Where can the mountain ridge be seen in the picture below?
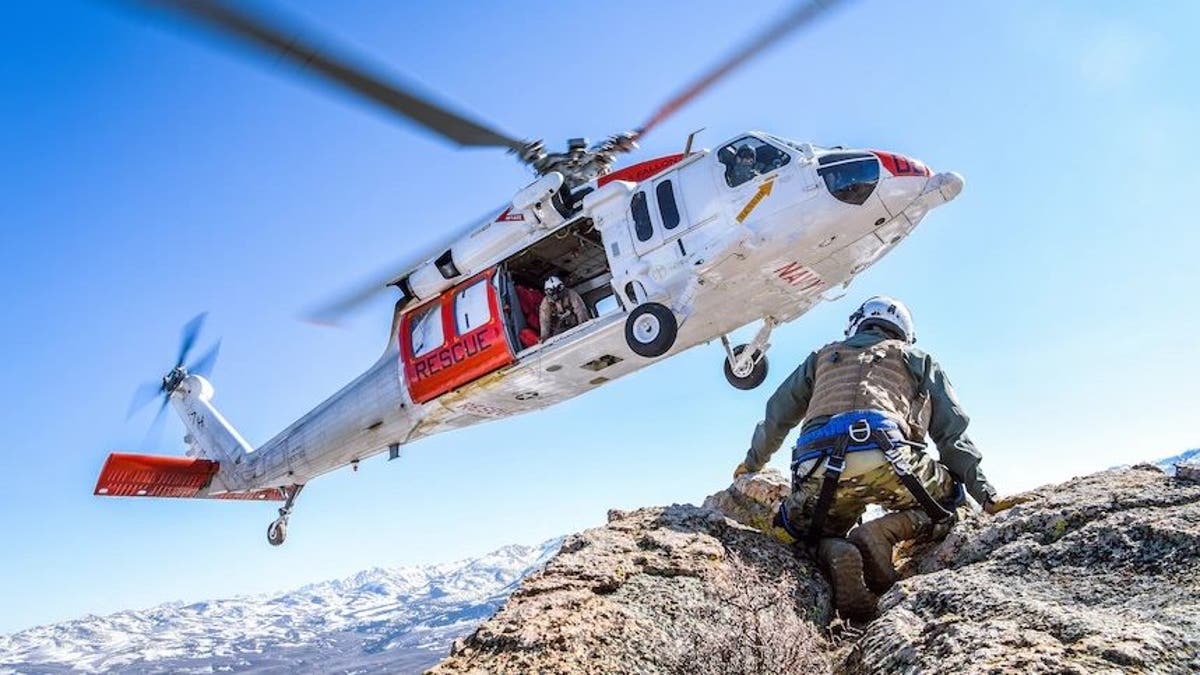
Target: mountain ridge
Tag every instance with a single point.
(376, 620)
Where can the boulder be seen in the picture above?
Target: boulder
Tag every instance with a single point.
(1097, 574)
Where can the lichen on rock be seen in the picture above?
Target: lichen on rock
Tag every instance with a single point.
(1097, 574)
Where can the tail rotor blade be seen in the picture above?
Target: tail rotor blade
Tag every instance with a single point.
(204, 364)
(187, 340)
(154, 435)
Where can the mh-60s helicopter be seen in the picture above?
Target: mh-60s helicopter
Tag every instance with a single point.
(665, 254)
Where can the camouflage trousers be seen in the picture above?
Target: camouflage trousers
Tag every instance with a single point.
(868, 479)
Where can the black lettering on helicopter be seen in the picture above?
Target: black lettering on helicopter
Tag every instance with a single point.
(445, 357)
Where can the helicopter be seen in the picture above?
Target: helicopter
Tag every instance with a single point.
(664, 255)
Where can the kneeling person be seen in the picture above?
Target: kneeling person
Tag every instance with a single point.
(562, 309)
(867, 404)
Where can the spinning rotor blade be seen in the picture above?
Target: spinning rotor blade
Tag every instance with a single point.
(802, 15)
(154, 434)
(269, 36)
(335, 311)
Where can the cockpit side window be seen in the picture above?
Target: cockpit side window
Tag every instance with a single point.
(851, 178)
(747, 157)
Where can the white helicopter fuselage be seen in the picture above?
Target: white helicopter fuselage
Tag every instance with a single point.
(719, 256)
(766, 250)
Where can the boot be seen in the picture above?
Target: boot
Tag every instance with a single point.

****

▸ What the exercise asks
Output the full set of records above without changing a word, and drop the images.

▸ Written response
Where can the mountain ridge be seen in the picture below?
Target: mountain ridge
Tag every instance with a single point.
(376, 620)
Where can the boulder be seen in the picture above?
Target: boulder
Tag every instance with a single point.
(1097, 574)
Where can the lichen on rock be seen in the picture above?
Target: lichen on rock
Tag every instance with a single point.
(1097, 574)
Where can the tail rotor blade be seen in the picture above?
Target: tail rotor blade
Tag every instance with a single point.
(204, 364)
(187, 340)
(154, 435)
Where can the mh-60s helicopter be seen in the picture above?
Target: mh-60s helicopter
Tag every instance with a single point.
(665, 254)
Where can the camouflage trousers be seen in the picture above?
Target: camouflage trousers
Tag every instance with a single point.
(868, 479)
Where can the black lettering on helicopter be seen in the picture above?
Target: black lettering on helicopter
Tag every instance with a single point.
(445, 357)
Where can the helicopter be seen in the picture above?
Target: helicopter
Tag every instance with a single point.
(664, 255)
Where can the kneeling person be seen in the picture above?
Target: kneeling person
Tag every instance with a single point.
(562, 309)
(867, 404)
Where can the spinning rotor blade be seen in the picture above?
Target: spinning rotor blade
Tag every instance with a single point.
(802, 15)
(154, 434)
(269, 36)
(335, 311)
Where can the cockpit side window be seen in the picture above?
Target: cockpit side window
Tag every instance with a single point.
(851, 178)
(747, 157)
Where can the white helicopter fuselage be seen in the picture above?
Target: white helicopter fuselage
Tag every instance with a single point.
(719, 256)
(766, 250)
Where can the boot be seen in the picture above?
Target: boot
Tag every instance with a single point.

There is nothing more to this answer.